[Challenge]
Pick out every line in the records below that contains the string "focus".

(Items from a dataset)

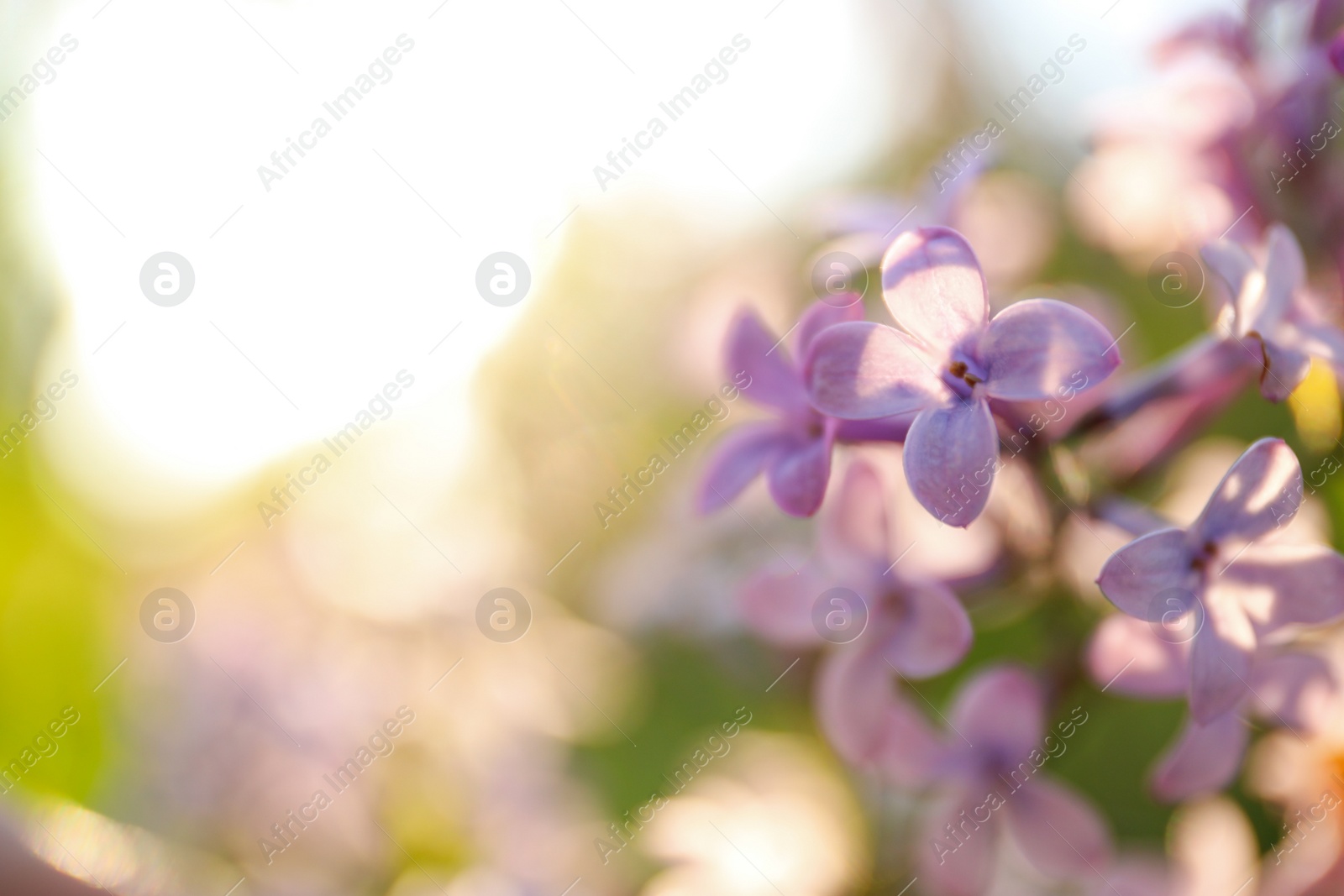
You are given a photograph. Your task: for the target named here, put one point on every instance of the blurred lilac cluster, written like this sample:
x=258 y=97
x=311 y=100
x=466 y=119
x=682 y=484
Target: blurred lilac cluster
x=1026 y=421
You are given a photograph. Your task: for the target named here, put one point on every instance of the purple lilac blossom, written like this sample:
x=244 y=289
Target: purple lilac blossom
x=948 y=363
x=793 y=449
x=1240 y=591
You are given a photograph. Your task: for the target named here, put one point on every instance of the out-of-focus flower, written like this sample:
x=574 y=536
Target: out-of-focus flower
x=917 y=625
x=1280 y=687
x=1263 y=316
x=988 y=783
x=1008 y=214
x=1242 y=600
x=1301 y=772
x=948 y=363
x=774 y=821
x=795 y=449
x=913 y=625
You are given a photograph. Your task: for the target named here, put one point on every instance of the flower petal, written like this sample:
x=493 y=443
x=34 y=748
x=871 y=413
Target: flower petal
x=1221 y=660
x=1285 y=270
x=797 y=473
x=1057 y=829
x=779 y=605
x=739 y=457
x=934 y=286
x=951 y=458
x=1294 y=689
x=855 y=528
x=823 y=315
x=1284 y=369
x=1202 y=761
x=933 y=631
x=753 y=349
x=860 y=371
x=1214 y=851
x=1258 y=493
x=1126 y=654
x=1283 y=584
x=1230 y=262
x=1039 y=347
x=958 y=866
x=882 y=429
x=1000 y=711
x=866 y=719
x=1146 y=573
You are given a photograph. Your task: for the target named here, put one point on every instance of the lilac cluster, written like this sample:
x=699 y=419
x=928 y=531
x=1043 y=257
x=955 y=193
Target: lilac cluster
x=1220 y=611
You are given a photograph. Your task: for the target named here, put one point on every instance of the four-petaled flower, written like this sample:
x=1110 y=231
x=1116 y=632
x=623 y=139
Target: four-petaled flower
x=988 y=781
x=948 y=364
x=795 y=449
x=1241 y=593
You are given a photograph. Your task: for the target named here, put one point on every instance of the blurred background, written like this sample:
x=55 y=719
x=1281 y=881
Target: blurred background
x=328 y=304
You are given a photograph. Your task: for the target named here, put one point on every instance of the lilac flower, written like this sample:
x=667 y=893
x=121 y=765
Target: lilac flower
x=990 y=782
x=1278 y=332
x=795 y=449
x=948 y=363
x=1241 y=593
x=914 y=626
x=1284 y=688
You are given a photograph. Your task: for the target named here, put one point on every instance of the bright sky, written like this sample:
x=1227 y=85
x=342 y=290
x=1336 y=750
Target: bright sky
x=362 y=259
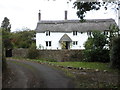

[Reply]
You are given a photograph. Your task: for the target named here, put one point on every instance of the out-of-focus flower, written like this sample:
Target: out-of-focus flower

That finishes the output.